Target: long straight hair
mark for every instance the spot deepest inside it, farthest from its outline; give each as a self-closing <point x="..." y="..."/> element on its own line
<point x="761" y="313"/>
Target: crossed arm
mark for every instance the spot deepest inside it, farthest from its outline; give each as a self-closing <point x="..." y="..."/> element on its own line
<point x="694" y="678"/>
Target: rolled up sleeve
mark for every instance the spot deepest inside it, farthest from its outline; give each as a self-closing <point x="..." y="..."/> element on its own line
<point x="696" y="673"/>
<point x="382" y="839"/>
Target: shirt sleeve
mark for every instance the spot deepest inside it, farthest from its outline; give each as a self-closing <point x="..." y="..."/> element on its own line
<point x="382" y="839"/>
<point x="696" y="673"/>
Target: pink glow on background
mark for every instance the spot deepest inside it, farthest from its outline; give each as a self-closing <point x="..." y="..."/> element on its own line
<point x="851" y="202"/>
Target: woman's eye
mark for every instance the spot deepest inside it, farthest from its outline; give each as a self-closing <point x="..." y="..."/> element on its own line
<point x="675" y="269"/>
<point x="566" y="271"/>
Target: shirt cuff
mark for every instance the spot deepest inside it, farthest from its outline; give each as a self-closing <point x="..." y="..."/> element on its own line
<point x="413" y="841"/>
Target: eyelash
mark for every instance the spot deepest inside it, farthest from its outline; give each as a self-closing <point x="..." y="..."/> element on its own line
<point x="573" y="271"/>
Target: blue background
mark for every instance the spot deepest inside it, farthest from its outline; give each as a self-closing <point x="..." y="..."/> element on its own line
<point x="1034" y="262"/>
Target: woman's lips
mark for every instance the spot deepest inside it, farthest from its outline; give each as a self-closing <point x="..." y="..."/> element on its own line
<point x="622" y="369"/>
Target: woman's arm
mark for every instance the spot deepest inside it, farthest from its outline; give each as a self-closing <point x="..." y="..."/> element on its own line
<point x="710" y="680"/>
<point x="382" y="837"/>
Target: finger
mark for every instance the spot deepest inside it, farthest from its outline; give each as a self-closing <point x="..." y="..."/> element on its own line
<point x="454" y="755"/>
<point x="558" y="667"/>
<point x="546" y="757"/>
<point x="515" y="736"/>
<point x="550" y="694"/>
____________________
Your instructions: The expected answer is one number: the count of lines in the listing that include the string "shirt".

Result of this task: 2